- [Requirement]:
Return each record exactly as it appears, so that nothing is dropped or altered.

==================================================

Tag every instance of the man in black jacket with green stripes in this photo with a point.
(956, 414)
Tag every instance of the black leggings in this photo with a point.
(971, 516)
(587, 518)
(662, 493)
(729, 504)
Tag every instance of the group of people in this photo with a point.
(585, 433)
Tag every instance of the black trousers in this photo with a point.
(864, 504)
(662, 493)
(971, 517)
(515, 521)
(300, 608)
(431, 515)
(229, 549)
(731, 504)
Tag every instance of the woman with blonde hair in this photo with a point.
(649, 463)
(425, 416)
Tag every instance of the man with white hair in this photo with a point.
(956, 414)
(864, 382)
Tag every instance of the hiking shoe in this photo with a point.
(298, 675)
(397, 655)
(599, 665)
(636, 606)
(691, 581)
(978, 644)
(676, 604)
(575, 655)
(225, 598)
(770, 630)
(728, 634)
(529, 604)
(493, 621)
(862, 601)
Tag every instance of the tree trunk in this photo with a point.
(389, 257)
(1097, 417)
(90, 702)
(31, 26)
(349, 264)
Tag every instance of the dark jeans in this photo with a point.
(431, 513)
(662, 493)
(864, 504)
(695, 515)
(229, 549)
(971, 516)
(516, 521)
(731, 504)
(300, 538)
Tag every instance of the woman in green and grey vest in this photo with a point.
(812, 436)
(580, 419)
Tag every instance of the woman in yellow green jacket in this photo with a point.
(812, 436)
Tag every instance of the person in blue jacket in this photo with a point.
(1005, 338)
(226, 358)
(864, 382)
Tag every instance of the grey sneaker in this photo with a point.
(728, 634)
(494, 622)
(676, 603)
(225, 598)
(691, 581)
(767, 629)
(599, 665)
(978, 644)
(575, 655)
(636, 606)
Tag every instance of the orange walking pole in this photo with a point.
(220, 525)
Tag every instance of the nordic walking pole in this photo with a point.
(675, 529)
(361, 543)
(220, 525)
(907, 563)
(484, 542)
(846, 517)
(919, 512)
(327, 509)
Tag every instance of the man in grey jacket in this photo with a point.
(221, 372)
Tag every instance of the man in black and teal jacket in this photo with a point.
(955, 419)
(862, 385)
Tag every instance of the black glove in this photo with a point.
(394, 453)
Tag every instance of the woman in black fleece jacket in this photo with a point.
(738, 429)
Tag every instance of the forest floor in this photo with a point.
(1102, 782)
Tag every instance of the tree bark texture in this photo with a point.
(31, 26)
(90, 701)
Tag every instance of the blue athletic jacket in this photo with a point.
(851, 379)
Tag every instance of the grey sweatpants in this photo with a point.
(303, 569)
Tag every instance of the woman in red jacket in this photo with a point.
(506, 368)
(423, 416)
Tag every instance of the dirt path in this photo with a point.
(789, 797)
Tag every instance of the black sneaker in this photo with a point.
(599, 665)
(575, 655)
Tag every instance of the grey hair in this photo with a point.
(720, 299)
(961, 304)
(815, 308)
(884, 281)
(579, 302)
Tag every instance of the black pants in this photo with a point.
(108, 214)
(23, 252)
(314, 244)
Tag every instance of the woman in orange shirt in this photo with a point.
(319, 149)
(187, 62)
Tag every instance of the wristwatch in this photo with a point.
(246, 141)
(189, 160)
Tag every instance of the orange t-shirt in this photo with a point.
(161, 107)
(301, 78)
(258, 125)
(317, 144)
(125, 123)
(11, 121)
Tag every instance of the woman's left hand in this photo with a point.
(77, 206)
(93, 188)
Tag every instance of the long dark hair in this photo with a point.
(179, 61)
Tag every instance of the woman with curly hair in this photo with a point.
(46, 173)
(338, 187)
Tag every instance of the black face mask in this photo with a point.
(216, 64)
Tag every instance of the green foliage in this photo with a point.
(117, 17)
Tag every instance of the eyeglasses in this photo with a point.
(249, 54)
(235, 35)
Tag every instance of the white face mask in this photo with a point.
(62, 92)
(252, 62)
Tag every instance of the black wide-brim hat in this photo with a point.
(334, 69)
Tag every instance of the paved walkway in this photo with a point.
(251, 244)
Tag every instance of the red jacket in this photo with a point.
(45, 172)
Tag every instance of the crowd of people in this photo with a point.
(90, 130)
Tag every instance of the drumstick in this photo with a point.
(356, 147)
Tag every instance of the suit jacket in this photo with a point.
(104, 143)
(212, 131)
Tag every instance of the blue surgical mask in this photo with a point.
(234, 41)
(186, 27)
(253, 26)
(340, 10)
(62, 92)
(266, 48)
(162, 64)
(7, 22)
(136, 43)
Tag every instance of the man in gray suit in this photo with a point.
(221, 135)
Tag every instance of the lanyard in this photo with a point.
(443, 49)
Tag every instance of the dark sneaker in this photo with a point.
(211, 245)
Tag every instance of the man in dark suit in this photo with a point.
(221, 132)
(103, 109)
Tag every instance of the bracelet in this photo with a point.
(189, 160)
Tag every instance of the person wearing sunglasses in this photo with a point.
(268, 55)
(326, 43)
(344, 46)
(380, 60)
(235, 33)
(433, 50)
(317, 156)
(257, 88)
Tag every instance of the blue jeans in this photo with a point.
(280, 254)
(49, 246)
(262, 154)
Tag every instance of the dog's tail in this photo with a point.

==================================================

- [Solution]:
Tag every instance of the man in black jacket with green stripes in this photo with a point.
(956, 414)
Tag every instance of the black leggings in this photo with a point.
(971, 516)
(587, 518)
(662, 493)
(729, 504)
Tag every instance of the group of people in this photo with a point.
(585, 433)
Tag every instance of the black trousers in this photo with a point.
(864, 504)
(662, 493)
(971, 517)
(515, 521)
(300, 608)
(431, 515)
(229, 549)
(731, 504)
Tag every instance of the woman with blonde hair in this photo with a point.
(649, 463)
(425, 416)
Tag every instance of the man with white hair in this photo with a point.
(956, 414)
(864, 382)
Tag every instance of the hiking shoe in this photo with a point.
(298, 675)
(397, 655)
(599, 665)
(636, 606)
(691, 581)
(978, 644)
(676, 604)
(575, 655)
(225, 598)
(770, 630)
(728, 634)
(529, 604)
(493, 621)
(862, 601)
Tag every instance of the tree trunk in this photo with a point.
(389, 257)
(1097, 417)
(90, 702)
(31, 26)
(349, 264)
Tag every instance of the dark jeans in this photo with a point.
(431, 513)
(662, 493)
(864, 504)
(695, 515)
(229, 549)
(971, 516)
(516, 521)
(731, 504)
(300, 538)
Tag every instance of the woman in green and grey vest in this photo with a point.
(812, 436)
(580, 419)
Tag every instance of the woman in yellow green jacket in this photo with a point.
(812, 436)
Tag every instance of the person in blue jacket in this photo with a point.
(1005, 338)
(226, 358)
(864, 382)
Tag every instance of the grey sneaker in this photo with a point.
(728, 634)
(494, 622)
(676, 603)
(225, 598)
(691, 581)
(767, 629)
(599, 665)
(978, 644)
(575, 655)
(636, 606)
Tag every instance of the orange walking pole in this photo with a point.
(220, 525)
Tag every instance of the nordic walking pole in this photo with a point.
(675, 529)
(361, 543)
(220, 525)
(907, 563)
(484, 542)
(846, 517)
(919, 512)
(327, 509)
Tag every instance of the man in grey jacket in this photo with a point.
(221, 372)
Tag every instance of the man in black and teal jacket in this photo with a point.
(955, 419)
(862, 385)
Tag every instance of the black glove in this photo with a point.
(394, 453)
Tag every instance of the woman in black fleece jacket in this photo with a point.
(738, 429)
Tag every instance of the forest floor in this photo with a point.
(1102, 782)
Tag every instance of the tree bark texture in this photo with a point.
(31, 26)
(90, 701)
Tag every instance of the blue athletic jacket in this photo with a point.
(851, 379)
Tag every instance of the grey sweatpants in this photo with a point.
(303, 569)
Tag every instance of the woman in red jacket in this photo with a point.
(506, 368)
(423, 416)
Tag every instance of the dirt path in this photo with a point.
(789, 797)
Tag every instance of the black sneaker in this photo with a point.
(599, 665)
(575, 655)
Tag every instance of the grey hair in this photo with a point.
(720, 299)
(961, 304)
(815, 308)
(884, 281)
(579, 302)
Tag every instance of the black pants in this photo with a point.
(108, 214)
(23, 252)
(314, 244)
Tag every instance of the woman in orange shirt in this photo with a point.
(319, 149)
(187, 62)
Tag every instance of the wristwatch in this photo with a point.
(246, 141)
(189, 160)
Tag every instance of the orange t-shirt in this photo with a point.
(161, 107)
(301, 78)
(258, 125)
(317, 144)
(125, 123)
(11, 121)
Tag every instance of the woman's left hand in this photo with a point.
(77, 206)
(93, 188)
Tag every instance of the long dark hair in this photo with a point.
(179, 61)
Tag every instance of the woman with curly hair in this photo with a point.
(46, 173)
(338, 187)
Tag every instance of the black face mask in this photo with a point.
(216, 64)
Tag every instance of the green foliage in this photo with a point.
(117, 17)
Tag every instance of the eyeglasses in this photo with a point.
(249, 54)
(235, 35)
Tag every instance of the white face mask in this photo with a point.
(62, 92)
(252, 62)
Tag every instance of the black wide-brim hat in this photo with a point.
(334, 69)
Tag every instance of the paved walkway in this photo with a point.
(251, 244)
Tag every instance of the red jacket in this photo with a point.
(45, 172)
Tag every instance of the crowd of people in this photo with a point.
(90, 130)
Tag every instance of the drumstick in this photo with a point.
(356, 147)
Tag every instance of the suit jacket in this photo with a point.
(104, 143)
(212, 131)
Tag every instance of the blue surgical mask in this photo with a point.
(234, 41)
(186, 27)
(253, 26)
(340, 10)
(62, 92)
(266, 48)
(162, 64)
(7, 22)
(136, 43)
Tag every instance of the man in gray suit in this photo with a point.
(221, 135)
Tag every instance of the lanyard in this photo with a point.
(443, 49)
Tag every instance of the dark sneaker in this photo with a point.
(211, 245)
Tag every instance of the man in dark suit in this photo with a point.
(221, 132)
(103, 109)
Tag every instance of the bracelet in this photo with a point.
(189, 160)
Tag every instance of the person wearing sunglasses in this photo with a point.
(268, 55)
(326, 43)
(344, 46)
(380, 60)
(235, 33)
(433, 50)
(317, 156)
(257, 88)
Tag every instance of the blue jeans in this photo with a point.
(280, 254)
(49, 246)
(262, 154)
Tag every instance of the dog's tail in this photo with a point.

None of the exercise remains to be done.